─── Stored data
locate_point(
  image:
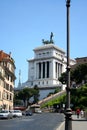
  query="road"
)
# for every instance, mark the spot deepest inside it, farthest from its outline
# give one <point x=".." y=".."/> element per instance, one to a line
<point x="44" y="121"/>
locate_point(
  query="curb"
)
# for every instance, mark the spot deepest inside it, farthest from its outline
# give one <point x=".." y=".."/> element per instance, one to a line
<point x="61" y="127"/>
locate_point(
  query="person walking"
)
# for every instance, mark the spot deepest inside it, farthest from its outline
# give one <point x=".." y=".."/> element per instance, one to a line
<point x="78" y="112"/>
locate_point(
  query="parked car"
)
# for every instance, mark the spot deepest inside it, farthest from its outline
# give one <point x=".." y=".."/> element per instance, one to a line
<point x="5" y="114"/>
<point x="28" y="113"/>
<point x="16" y="113"/>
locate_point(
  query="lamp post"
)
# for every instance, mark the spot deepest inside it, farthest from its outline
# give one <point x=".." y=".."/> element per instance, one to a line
<point x="68" y="113"/>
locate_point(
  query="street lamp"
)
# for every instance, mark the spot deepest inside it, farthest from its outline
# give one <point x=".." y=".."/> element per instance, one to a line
<point x="68" y="113"/>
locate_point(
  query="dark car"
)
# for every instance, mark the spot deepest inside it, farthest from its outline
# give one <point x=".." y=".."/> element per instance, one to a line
<point x="28" y="113"/>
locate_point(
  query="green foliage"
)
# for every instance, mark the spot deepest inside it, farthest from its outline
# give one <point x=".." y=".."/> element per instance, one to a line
<point x="57" y="100"/>
<point x="79" y="97"/>
<point x="78" y="74"/>
<point x="26" y="93"/>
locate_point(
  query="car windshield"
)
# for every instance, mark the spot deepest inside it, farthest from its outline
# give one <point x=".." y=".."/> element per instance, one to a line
<point x="4" y="112"/>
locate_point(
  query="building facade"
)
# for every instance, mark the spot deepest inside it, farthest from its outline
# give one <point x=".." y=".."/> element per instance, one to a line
<point x="7" y="79"/>
<point x="46" y="67"/>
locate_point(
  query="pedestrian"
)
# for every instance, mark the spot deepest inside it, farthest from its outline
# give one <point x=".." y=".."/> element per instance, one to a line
<point x="78" y="112"/>
<point x="82" y="113"/>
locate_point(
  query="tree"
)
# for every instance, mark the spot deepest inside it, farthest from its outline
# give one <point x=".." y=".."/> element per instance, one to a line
<point x="25" y="94"/>
<point x="77" y="74"/>
<point x="36" y="94"/>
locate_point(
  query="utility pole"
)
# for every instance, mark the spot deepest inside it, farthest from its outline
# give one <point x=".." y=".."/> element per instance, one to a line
<point x="68" y="113"/>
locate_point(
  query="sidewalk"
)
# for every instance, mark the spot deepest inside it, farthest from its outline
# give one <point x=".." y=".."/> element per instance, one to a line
<point x="77" y="124"/>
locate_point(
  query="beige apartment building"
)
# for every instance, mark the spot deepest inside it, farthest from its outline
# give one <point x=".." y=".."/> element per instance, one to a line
<point x="7" y="78"/>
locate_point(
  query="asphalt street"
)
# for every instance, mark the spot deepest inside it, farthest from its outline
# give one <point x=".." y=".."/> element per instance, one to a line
<point x="44" y="121"/>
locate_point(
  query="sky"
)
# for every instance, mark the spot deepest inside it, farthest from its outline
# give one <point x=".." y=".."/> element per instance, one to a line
<point x="24" y="23"/>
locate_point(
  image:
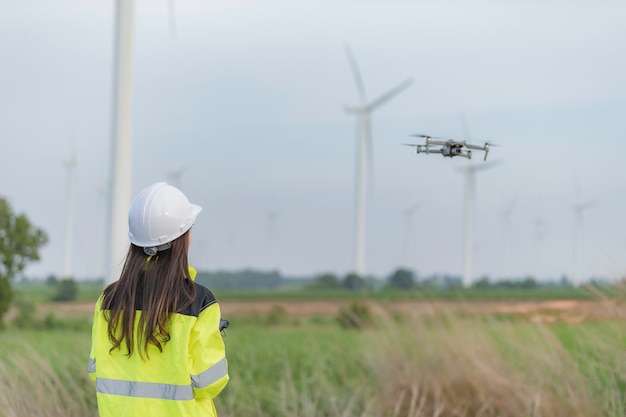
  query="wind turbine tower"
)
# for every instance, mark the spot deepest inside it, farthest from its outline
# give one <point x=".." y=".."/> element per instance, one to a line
<point x="69" y="216"/>
<point x="470" y="196"/>
<point x="408" y="231"/>
<point x="579" y="209"/>
<point x="272" y="216"/>
<point x="121" y="155"/>
<point x="505" y="238"/>
<point x="364" y="156"/>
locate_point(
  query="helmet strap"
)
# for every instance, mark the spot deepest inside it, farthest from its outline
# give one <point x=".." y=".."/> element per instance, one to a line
<point x="152" y="250"/>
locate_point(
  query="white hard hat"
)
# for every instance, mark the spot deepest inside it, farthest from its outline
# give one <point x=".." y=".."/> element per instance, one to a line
<point x="159" y="215"/>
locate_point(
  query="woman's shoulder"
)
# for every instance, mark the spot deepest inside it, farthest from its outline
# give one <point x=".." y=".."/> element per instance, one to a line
<point x="203" y="299"/>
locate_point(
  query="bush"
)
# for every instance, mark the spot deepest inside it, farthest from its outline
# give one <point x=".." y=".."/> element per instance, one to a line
<point x="26" y="316"/>
<point x="356" y="316"/>
<point x="6" y="295"/>
<point x="67" y="290"/>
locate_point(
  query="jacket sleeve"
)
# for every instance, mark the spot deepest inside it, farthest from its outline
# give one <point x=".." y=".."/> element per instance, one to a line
<point x="209" y="368"/>
<point x="91" y="367"/>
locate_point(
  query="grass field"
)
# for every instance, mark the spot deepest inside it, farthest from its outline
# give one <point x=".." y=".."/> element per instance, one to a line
<point x="404" y="363"/>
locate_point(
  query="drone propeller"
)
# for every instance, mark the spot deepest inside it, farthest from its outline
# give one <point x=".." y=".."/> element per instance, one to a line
<point x="427" y="136"/>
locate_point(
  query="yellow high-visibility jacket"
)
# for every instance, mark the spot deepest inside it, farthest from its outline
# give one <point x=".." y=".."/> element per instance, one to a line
<point x="180" y="381"/>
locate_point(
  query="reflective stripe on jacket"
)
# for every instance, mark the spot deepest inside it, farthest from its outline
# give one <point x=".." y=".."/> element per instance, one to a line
<point x="180" y="381"/>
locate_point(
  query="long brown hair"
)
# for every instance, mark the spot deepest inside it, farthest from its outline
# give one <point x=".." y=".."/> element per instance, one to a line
<point x="158" y="286"/>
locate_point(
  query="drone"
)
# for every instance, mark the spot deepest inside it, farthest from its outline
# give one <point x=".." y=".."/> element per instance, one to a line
<point x="449" y="147"/>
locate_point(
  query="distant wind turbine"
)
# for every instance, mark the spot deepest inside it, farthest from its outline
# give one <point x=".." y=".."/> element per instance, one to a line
<point x="470" y="196"/>
<point x="364" y="154"/>
<point x="540" y="233"/>
<point x="505" y="237"/>
<point x="70" y="165"/>
<point x="272" y="216"/>
<point x="408" y="231"/>
<point x="579" y="209"/>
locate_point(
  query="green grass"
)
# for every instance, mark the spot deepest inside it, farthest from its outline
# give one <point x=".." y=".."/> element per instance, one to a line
<point x="410" y="367"/>
<point x="416" y="294"/>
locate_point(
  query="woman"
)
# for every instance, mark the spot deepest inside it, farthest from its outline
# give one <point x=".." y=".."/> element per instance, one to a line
<point x="156" y="347"/>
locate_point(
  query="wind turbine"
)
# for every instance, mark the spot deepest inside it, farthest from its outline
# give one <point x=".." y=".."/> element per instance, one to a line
<point x="408" y="229"/>
<point x="272" y="216"/>
<point x="120" y="179"/>
<point x="579" y="209"/>
<point x="70" y="165"/>
<point x="505" y="237"/>
<point x="540" y="233"/>
<point x="121" y="154"/>
<point x="364" y="156"/>
<point x="470" y="192"/>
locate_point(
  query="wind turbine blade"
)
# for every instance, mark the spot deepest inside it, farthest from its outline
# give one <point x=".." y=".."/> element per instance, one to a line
<point x="389" y="95"/>
<point x="356" y="73"/>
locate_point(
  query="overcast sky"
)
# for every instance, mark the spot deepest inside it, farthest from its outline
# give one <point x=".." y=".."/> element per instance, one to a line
<point x="248" y="98"/>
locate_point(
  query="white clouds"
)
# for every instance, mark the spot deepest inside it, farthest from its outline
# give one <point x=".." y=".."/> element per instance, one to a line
<point x="249" y="95"/>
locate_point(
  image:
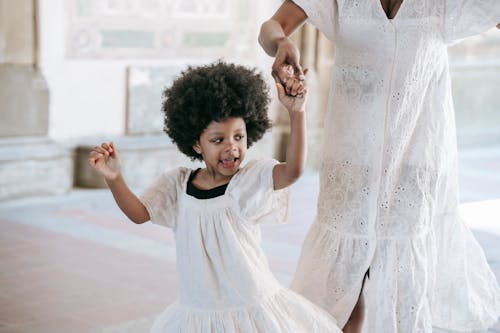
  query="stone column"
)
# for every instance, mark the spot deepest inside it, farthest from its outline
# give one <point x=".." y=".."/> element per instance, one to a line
<point x="30" y="163"/>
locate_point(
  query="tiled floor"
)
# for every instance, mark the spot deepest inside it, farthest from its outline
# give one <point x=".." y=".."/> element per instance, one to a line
<point x="74" y="264"/>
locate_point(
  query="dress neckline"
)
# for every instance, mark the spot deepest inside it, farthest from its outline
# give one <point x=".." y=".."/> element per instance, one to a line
<point x="396" y="15"/>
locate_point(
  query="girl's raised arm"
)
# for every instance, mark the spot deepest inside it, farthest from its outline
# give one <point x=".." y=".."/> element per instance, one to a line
<point x="106" y="161"/>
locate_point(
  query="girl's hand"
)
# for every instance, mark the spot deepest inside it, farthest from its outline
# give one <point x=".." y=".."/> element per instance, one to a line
<point x="295" y="101"/>
<point x="106" y="161"/>
<point x="287" y="54"/>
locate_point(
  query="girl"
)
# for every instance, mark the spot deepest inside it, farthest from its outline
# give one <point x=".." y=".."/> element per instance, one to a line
<point x="213" y="113"/>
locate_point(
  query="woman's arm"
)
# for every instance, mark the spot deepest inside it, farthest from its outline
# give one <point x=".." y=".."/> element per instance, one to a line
<point x="274" y="39"/>
<point x="105" y="160"/>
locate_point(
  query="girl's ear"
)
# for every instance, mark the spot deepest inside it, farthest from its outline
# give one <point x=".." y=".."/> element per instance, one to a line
<point x="197" y="147"/>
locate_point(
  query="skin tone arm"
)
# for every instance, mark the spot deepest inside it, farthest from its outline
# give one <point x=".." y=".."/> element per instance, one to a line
<point x="106" y="161"/>
<point x="274" y="40"/>
<point x="286" y="173"/>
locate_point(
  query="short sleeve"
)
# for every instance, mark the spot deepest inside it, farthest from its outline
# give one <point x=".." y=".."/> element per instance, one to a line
<point x="465" y="18"/>
<point x="256" y="197"/>
<point x="160" y="198"/>
<point x="322" y="14"/>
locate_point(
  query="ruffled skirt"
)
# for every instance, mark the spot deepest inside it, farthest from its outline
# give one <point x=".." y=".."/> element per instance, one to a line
<point x="439" y="278"/>
<point x="283" y="312"/>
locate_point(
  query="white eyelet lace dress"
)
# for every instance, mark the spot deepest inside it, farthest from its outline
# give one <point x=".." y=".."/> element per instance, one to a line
<point x="225" y="284"/>
<point x="388" y="181"/>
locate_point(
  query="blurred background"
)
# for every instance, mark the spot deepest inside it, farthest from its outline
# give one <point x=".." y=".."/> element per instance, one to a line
<point x="76" y="73"/>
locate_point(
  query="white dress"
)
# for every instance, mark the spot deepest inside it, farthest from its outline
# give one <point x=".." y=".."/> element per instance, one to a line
<point x="388" y="180"/>
<point x="225" y="284"/>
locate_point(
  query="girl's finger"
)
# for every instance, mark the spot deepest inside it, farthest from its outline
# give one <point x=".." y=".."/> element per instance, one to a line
<point x="281" y="90"/>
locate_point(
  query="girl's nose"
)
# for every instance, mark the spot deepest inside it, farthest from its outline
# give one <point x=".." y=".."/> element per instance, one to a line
<point x="231" y="146"/>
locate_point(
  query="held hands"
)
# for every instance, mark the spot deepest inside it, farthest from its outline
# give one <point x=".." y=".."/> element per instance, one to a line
<point x="292" y="91"/>
<point x="105" y="160"/>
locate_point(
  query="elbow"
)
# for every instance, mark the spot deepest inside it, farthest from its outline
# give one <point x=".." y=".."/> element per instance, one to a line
<point x="264" y="38"/>
<point x="294" y="174"/>
<point x="138" y="220"/>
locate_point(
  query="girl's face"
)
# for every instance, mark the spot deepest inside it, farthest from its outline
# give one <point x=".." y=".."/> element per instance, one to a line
<point x="223" y="146"/>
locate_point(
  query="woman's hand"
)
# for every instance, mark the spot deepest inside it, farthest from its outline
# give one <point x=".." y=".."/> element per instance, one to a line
<point x="287" y="56"/>
<point x="105" y="160"/>
<point x="293" y="93"/>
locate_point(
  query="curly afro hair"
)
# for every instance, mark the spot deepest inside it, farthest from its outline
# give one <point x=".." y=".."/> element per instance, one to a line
<point x="214" y="92"/>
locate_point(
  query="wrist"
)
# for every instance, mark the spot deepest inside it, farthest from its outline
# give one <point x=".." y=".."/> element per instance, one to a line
<point x="113" y="178"/>
<point x="280" y="41"/>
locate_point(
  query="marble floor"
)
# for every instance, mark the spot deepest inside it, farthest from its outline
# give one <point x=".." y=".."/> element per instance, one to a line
<point x="74" y="264"/>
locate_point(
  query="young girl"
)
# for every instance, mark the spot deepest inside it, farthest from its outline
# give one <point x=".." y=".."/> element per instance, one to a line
<point x="213" y="113"/>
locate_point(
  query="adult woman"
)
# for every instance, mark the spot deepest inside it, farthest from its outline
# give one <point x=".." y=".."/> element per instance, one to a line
<point x="388" y="180"/>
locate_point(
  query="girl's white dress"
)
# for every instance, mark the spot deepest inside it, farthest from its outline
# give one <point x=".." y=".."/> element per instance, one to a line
<point x="225" y="284"/>
<point x="389" y="191"/>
──────
- [Stated problem]:
Find every line in the records above that contains the word "green", and copy each of those lines.

- [Result of the exercise]:
  query="green foliage"
  query="green grass"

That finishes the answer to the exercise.